TRAVAIL À FAIRE:
Recopiez toute la liste ci-dessous sans rien y modifier.

LISTE:
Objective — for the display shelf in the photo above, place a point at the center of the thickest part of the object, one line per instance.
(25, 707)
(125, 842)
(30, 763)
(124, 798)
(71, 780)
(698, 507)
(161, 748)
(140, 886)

RÉPONSE ATTENDUE:
Objective — for the display shelf in the photo above, place a point at the center of the thickest part of the object, one line per instance.
(25, 707)
(125, 842)
(30, 763)
(124, 798)
(71, 780)
(698, 507)
(161, 748)
(140, 886)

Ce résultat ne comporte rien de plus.